*** Opening TASK MATERIAL ***

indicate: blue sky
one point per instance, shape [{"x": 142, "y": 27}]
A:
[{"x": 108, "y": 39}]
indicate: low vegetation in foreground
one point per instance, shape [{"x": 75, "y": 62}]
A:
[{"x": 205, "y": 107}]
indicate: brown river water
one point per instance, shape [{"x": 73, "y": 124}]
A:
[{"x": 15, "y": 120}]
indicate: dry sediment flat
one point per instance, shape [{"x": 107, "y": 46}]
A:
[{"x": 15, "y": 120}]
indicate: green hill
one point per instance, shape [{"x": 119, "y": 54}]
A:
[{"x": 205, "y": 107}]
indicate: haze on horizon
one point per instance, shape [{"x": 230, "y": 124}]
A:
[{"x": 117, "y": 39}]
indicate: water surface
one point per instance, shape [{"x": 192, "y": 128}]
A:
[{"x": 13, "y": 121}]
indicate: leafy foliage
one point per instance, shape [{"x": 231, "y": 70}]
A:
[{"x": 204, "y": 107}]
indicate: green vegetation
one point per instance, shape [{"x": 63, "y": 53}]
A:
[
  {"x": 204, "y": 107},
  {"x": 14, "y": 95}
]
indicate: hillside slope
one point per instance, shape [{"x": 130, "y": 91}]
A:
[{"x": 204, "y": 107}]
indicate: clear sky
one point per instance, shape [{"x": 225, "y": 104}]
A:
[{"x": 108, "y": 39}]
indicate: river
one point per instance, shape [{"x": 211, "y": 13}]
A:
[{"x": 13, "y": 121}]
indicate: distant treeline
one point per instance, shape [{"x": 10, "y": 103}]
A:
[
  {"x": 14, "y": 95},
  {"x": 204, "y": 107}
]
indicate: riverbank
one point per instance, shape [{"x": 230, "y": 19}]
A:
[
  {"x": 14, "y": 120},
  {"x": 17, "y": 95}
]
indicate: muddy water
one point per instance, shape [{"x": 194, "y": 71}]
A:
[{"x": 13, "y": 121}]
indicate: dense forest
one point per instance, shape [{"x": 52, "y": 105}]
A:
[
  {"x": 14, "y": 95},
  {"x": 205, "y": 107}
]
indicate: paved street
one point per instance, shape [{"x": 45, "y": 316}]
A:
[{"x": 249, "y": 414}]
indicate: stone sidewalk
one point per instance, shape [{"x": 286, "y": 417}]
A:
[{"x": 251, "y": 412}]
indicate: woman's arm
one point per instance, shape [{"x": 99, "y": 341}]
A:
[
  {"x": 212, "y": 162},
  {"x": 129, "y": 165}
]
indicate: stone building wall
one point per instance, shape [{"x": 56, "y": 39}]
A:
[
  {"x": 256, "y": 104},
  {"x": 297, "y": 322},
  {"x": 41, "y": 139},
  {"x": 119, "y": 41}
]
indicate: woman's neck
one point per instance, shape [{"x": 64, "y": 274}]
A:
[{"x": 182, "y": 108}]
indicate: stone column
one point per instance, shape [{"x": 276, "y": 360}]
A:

*** Closing TASK MATERIAL ***

* **TASK ITEM**: Using the listing above, gather each line that holds the string "vegetation" and copy it.

* **ANSWER BOX**:
indicate: low vegetation in foreground
indicate: green vegetation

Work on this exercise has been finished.